### PROVIDED DATA
+ + + + +

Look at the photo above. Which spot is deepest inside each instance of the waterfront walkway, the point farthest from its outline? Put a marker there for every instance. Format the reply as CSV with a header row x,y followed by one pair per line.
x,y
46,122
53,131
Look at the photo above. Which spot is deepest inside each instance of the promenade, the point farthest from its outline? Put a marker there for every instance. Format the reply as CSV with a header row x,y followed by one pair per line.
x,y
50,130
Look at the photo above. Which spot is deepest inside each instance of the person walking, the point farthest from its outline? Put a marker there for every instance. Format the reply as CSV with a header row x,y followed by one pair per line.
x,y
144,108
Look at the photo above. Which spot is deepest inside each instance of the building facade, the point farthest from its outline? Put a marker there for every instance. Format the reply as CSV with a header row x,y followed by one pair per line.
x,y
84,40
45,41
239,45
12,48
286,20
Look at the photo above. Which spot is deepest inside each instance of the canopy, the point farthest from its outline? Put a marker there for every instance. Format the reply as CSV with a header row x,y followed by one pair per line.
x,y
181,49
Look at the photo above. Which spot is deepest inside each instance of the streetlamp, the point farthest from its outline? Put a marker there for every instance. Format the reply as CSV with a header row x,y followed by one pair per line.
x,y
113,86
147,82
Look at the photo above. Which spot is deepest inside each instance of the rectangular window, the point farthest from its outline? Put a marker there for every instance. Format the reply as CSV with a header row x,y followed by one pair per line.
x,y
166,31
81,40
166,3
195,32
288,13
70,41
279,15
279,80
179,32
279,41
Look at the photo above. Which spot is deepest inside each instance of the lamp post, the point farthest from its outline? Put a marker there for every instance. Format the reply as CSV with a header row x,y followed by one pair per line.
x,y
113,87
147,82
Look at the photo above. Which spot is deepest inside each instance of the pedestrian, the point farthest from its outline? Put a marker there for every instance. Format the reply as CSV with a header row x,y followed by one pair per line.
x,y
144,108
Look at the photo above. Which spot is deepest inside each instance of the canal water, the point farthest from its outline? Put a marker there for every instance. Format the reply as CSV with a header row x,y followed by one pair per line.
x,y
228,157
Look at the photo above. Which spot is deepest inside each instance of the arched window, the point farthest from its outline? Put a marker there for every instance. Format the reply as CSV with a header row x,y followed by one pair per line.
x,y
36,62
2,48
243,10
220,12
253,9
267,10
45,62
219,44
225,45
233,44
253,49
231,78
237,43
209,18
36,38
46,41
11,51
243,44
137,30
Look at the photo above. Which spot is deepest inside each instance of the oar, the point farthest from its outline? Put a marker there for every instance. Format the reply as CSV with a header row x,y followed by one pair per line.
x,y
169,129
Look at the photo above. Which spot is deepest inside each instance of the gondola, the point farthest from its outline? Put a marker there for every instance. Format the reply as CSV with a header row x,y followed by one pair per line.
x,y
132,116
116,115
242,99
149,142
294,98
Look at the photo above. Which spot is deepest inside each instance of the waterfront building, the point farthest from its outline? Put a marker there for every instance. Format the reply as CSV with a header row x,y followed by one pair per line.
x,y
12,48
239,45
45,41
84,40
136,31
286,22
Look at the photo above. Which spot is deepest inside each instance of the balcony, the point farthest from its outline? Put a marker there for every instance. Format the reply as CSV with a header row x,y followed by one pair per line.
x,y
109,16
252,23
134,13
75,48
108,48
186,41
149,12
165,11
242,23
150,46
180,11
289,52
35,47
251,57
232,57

+ + + + +

### TASK OBJECTIVE
Restate the material word for word so that no line differs from the original.

### EXERCISE RESULT
Look at the photo above. Which spot is deepest inside each instance of the waterfront walkway, the point farthest from its outline? Put a marker there for every instance. Format the reply as CSV with a header row x,y followed by one pair per line.
x,y
46,122
53,131
Look at the photo above. Which spot is deepest inside each instance of the promenade, the point farthest from its outline? Put a marker there for every instance. Format the reply as CSV with a header row x,y followed by one pair per line.
x,y
50,130
Look at the photo above. Which spot is deepest inside each instance of the person walking, the point farthest from its outline? Put a marker there for every instance. Format the reply as CSV with a header row x,y followed by one pair per line.
x,y
144,108
Look at the photo above. Which spot is deepest inside each instance of the building facade, the point farthest from its outline? Put a marker there for every instance. Format the reply as CSV with a header row x,y followed by one pair per line.
x,y
84,40
45,41
239,45
12,48
286,20
Look at the photo above. Which spot is deepest inside each instance of the canopy, the point farthest from its outline? Put a marker there for every instance. Format the reply as CSV with a header row x,y followed by one pair per line.
x,y
181,49
Look at the photo above. Which spot is deepest inside each instance of the streetlamp, the point farthest from its outline? Put a marker there for every instance. Format the reply as CSV with a header row x,y followed by one pair per line.
x,y
113,86
147,82
Look at the photo above. Which spot is deepest inside each instance of the rectangular window, the point farthest from its outline? Put a marker there for every instance. Format the reply as CSV with a header row x,y followed by one pair per line.
x,y
166,31
81,40
166,3
195,32
288,13
70,41
279,15
279,80
179,32
279,41
Look at the photo above. Which spot is deepest inside each instance of the lamp post, the point farthest from its outline? Put a marker there for every instance. Format the reply as CSV with a header row x,y followed by one pair per line.
x,y
113,87
147,82
Look at the photo above. Which spot is deepest inside each instance of the pedestrian, the point farthest from its outline? Put a marker there for every instance. Format the reply as CSV with a header row x,y followed by one pair per line.
x,y
144,108
Look at the photo above. Which spot is deepest inside each instance of the canal water, the point farthest from its outline? Put a marker there for every instance. Format the reply as CSV with a header row x,y followed by one pair per line.
x,y
228,157
Look at the photo above. Which spot is deepest inside each instance of the arched window, the point farthest from its outline? Put a marker there for every instance. Format the reply as CSV with a header row x,y followed by one pair per line.
x,y
36,62
2,48
243,10
220,12
253,9
267,10
45,62
219,44
225,45
233,44
253,49
231,78
237,43
209,18
36,38
46,41
11,51
243,44
137,30
Look at the photo above. Which spot is deepest inside each instance of the oar, the point farthest from its outline? Put a marker there for every instance. Format the reply as CSV with a header row x,y followed by one pair per line.
x,y
169,129
Look at the photo above. Which spot is deepest inside each instance of the gondola, the point farthest from its outline? Put a marker there for every instance. Format the reply as CSV with a header row x,y followed by one pair per line.
x,y
132,116
116,115
242,99
149,142
294,98
Look at the photo above. Which spot is deepest inside each instance of the waterfront building, the point farthest from its outline? Put a marker there for every instance. Format the reply as CSV with a header row x,y followed by one pair per line.
x,y
12,48
239,45
45,41
84,40
136,31
286,22
Look at the photo above. Which spot is deepest inside each instance of the balcony, the point farthest from its outline? Put a marker there for every instance. Format the reply as CSV with a header row x,y followed by one pair per line.
x,y
109,16
252,23
134,13
75,48
108,48
186,41
149,12
165,11
242,23
150,46
180,11
289,52
35,47
251,57
232,57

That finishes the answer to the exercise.